What the task asks
Reproduce the text of every record below verbatim, omitting the pictures from your answer.

Given entries

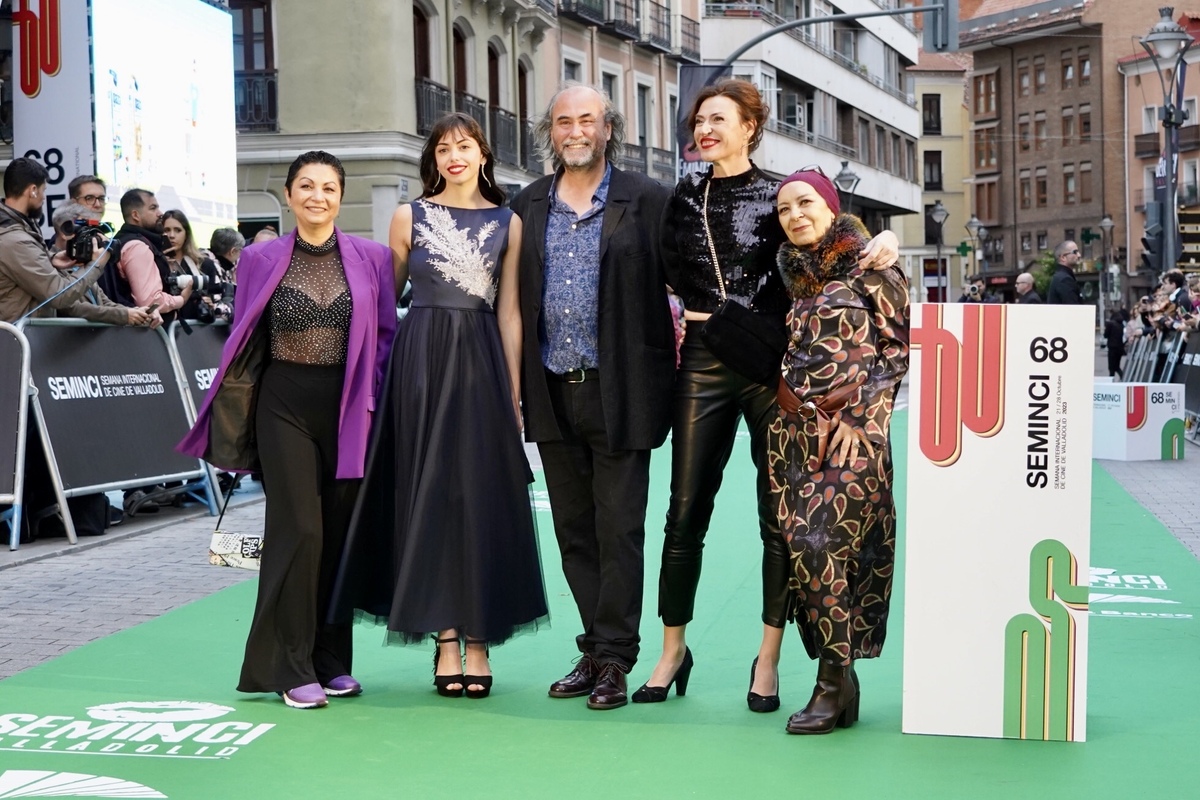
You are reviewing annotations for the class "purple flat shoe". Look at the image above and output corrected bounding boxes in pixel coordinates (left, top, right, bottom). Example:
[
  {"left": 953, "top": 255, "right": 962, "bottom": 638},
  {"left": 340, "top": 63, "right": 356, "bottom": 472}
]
[
  {"left": 280, "top": 684, "right": 329, "bottom": 709},
  {"left": 325, "top": 675, "right": 362, "bottom": 697}
]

Exercise answer
You are reviewing annotations for the class "purple flat shoe". Look at the image above and output corrected bounding boxes in pixel coordinates (left, top, right, bottom). Example:
[
  {"left": 953, "top": 255, "right": 962, "bottom": 638},
  {"left": 340, "top": 63, "right": 356, "bottom": 472}
]
[
  {"left": 280, "top": 684, "right": 329, "bottom": 709},
  {"left": 325, "top": 675, "right": 362, "bottom": 697}
]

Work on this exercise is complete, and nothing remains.